• _SET TASK 1_: In the records, rewrite the lines from the one with "Target: white wall" through the one with "197 0 L 195", replacing "white wall" with "plaster wall" and leaving everything else as it is. Return only those lines.

• _SOURCE DOCUMENT_:
--- BEGIN ---
15. If you have been keeping count, you notice that I have strategically enumerated seven "chronicles of suffering" for each faith community. The fifteenth and final step is a suffering shared between us: We both must feel the suffering of humanity in a world wracked with hatred. Is there any among us, Christian and Jew - I restrict this only because this is a movie between these two communities - but certainly any feeling, caring human being of any faith who has ever carried a baby in their arms, who can not feel the agony, pain and immense suffering of the hundreds murdered in Madrid and the suffering of their families? This is only the most recent horror before our eyes. Any person who has any belief in a divinity must be moved by the suffering caused by such an abomination and desire and work for a world where hatred is abolished forever!

The use of the word "Passion" in the title of this movie really means suffering. Besides all other very relevant issues, we can learn a shared history of suffering of our communities in a world that is still unredeemed from suffering. These fifteen steps intertwine two related faith communities in a chord that can never be severed. It is right and necessary to understand and appreciate each other's suffering, learn from it, and then unite in making a safe, honest, and peaceful world.
--- END ---
• _DATA SHOWN_:
--- BEGIN ---
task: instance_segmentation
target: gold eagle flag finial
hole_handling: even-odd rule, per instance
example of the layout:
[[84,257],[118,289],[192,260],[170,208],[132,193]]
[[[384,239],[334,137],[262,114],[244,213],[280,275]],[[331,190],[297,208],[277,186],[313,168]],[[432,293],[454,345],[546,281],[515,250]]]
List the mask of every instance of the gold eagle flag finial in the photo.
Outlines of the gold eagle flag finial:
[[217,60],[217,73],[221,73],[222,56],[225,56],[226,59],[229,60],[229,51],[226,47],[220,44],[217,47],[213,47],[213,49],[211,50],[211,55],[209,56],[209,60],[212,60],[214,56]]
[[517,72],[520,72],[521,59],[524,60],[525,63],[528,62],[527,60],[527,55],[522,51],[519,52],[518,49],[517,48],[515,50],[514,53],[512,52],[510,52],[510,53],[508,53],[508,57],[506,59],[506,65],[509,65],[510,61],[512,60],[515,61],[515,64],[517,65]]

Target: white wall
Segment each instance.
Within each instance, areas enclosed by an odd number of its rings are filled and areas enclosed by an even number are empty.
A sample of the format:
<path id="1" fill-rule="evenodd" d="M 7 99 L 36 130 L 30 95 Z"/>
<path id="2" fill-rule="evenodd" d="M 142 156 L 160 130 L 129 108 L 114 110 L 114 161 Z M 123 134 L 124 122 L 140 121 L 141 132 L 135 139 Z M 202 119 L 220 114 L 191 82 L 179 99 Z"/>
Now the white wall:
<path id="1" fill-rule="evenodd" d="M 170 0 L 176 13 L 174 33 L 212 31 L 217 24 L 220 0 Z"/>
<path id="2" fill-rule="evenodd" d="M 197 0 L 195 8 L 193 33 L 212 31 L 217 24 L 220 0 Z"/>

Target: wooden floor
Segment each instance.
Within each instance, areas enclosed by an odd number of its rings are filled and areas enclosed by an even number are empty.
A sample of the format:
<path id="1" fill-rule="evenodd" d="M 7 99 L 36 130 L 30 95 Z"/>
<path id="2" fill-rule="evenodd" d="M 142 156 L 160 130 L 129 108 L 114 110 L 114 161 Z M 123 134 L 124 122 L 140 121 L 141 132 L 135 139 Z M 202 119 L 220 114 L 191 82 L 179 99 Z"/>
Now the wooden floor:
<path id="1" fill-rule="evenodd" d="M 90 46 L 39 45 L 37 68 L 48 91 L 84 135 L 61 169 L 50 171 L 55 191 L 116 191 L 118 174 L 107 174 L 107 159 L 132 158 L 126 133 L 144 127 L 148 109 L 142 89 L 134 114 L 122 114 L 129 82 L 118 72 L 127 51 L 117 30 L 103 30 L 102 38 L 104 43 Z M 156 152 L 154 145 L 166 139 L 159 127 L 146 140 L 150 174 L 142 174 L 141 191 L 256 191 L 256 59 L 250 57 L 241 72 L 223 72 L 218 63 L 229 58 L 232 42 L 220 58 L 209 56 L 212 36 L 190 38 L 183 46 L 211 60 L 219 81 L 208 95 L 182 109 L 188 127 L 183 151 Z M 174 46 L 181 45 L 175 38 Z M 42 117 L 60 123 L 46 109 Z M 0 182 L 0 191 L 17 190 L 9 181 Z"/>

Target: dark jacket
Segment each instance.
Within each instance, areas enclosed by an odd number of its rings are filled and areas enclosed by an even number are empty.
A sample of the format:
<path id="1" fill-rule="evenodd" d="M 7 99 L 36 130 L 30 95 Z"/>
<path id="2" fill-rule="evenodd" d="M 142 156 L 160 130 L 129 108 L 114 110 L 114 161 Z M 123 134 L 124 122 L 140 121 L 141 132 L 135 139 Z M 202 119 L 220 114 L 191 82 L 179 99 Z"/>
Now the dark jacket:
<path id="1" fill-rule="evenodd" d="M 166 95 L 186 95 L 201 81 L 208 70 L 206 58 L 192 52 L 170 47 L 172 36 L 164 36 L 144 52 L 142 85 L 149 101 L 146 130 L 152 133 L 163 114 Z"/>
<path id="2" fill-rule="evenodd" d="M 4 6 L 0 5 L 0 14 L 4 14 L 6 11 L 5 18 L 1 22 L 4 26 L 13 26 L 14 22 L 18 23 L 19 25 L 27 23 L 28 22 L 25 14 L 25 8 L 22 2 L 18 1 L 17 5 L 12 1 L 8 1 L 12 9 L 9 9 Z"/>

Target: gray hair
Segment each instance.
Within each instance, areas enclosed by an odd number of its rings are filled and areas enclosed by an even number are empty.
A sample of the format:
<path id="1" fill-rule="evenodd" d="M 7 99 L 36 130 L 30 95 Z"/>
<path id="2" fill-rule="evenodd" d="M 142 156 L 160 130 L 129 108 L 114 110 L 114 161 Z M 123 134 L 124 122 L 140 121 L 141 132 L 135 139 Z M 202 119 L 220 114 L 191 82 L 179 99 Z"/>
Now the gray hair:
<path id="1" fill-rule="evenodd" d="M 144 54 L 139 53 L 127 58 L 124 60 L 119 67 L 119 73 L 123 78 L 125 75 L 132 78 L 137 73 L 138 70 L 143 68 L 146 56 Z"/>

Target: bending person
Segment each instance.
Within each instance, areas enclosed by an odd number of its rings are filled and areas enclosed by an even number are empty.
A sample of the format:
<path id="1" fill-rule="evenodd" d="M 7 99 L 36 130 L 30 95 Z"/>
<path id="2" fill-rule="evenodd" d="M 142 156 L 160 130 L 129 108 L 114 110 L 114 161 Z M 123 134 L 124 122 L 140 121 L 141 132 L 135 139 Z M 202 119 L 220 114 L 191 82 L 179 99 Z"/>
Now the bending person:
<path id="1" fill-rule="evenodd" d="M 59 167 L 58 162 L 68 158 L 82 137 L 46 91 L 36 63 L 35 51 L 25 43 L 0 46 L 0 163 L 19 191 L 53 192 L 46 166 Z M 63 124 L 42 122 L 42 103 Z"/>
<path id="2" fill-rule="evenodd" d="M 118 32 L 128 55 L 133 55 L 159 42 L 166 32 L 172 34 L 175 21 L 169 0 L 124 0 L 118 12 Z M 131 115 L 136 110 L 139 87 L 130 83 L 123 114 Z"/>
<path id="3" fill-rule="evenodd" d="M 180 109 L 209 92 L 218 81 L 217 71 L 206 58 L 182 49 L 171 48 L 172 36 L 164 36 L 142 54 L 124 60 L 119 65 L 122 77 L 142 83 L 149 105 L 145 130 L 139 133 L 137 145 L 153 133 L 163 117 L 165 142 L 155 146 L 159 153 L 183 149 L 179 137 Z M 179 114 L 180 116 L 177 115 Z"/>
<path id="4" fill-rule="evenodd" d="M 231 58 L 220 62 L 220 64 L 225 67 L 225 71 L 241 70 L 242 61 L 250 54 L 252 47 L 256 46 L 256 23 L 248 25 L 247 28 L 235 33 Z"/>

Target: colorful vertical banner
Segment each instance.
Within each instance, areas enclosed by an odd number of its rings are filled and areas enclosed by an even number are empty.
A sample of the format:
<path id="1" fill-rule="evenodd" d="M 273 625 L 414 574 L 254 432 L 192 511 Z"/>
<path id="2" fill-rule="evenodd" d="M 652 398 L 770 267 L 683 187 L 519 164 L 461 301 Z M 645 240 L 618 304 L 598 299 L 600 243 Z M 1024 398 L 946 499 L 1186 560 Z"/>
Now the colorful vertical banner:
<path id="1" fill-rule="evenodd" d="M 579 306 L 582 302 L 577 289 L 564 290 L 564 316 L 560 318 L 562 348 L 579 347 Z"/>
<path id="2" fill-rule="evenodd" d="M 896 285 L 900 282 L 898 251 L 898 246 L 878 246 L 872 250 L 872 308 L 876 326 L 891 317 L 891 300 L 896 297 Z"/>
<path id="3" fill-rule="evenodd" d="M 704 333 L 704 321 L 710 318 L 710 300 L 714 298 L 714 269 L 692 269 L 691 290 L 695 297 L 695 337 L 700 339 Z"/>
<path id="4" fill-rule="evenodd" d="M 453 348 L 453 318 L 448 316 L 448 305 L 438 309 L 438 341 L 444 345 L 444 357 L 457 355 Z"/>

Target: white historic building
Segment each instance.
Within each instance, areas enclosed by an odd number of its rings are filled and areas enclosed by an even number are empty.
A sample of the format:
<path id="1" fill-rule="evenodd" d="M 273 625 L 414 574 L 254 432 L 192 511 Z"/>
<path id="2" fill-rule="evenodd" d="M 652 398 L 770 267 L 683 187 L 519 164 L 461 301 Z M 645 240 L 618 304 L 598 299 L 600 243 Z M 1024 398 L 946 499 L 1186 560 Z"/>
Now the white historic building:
--- END ---
• _SET TASK 2_:
Answer these questions from the passage on shared suffering, one line per answer:
(a) How many "chronicles of suffering" does it list for each faith community?
(b) In which city were hundreds murdered?
(c) What does the word "Passion" in the movie's title really mean?

• _RESPONSE 1_:
Target: plaster wall
Segment each instance.
Within each instance, areas enclosed by an odd number of its rings are filled and areas enclosed by an even number are empty.
A sample of the format:
<path id="1" fill-rule="evenodd" d="M 7 99 L 36 130 L 30 95 Z"/>
<path id="2" fill-rule="evenodd" d="M 142 156 L 160 130 L 129 108 L 114 110 L 114 161 Z M 123 134 L 124 122 L 140 121 L 141 132 L 135 139 Z M 202 119 L 220 114 L 191 82 L 179 99 Z"/>
Now the plaster wall:
<path id="1" fill-rule="evenodd" d="M 170 0 L 176 13 L 174 33 L 212 31 L 217 24 L 220 0 Z"/>
<path id="2" fill-rule="evenodd" d="M 197 0 L 195 8 L 193 33 L 212 31 L 217 24 L 220 0 Z"/>

• _RESPONSE 2_:
(a) Seven
(b) Madrid
(c) Suffering